▸ MATERIAL FOR THIS TASK
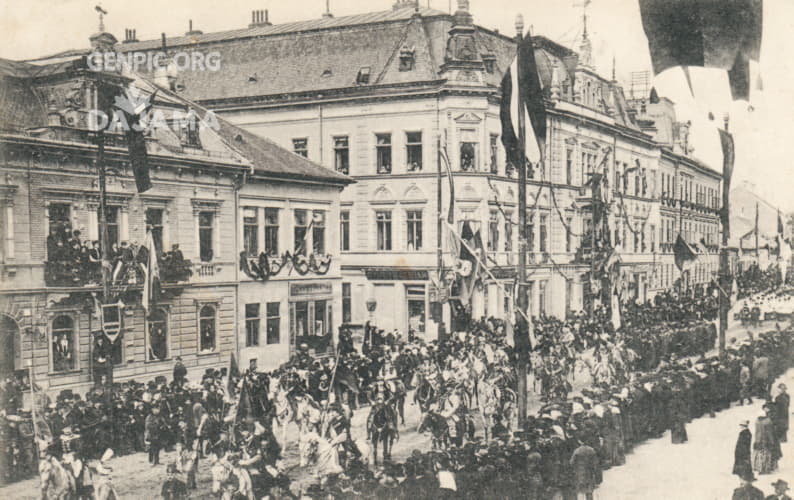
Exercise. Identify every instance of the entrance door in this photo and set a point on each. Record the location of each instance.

==

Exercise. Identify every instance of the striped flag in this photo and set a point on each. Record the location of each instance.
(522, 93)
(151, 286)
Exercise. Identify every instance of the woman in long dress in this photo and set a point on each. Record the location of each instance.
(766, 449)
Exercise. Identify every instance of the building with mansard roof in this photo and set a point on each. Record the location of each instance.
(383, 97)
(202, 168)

==

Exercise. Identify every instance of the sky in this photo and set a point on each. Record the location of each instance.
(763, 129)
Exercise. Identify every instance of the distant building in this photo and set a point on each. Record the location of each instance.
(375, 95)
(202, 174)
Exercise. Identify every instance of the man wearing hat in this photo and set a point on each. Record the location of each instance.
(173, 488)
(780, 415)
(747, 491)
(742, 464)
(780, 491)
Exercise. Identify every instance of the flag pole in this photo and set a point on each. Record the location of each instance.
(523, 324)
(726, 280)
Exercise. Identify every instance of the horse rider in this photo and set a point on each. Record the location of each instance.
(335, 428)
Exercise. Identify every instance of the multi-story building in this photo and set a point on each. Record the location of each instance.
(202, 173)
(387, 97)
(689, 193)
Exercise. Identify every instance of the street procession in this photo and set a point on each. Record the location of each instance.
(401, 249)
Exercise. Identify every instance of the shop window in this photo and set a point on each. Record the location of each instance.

▸ REQUIRED WORK
Copy the rows word for word, starting with the line that contains "Exercise. Identify every instance of the horse" and going on through the line that contains "Exercise. Identify every instance of the shop", both ends included.

▸ IN RESPONSE
Exercise. Identify every instance of the horse rider in this photo and set a point on each. Record the location of each instance.
(335, 428)
Exercise. Identify every instance of the multi-story building in this photo and set a point on each. Record the location of each instance.
(202, 173)
(387, 97)
(689, 193)
Exercise. Identify every instance of the street procession in this photo and set a point on each. Record the location of each instance.
(401, 249)
Exercise. Identify every instance of the shop window in this photo and set a point on each. Record the location of each instance.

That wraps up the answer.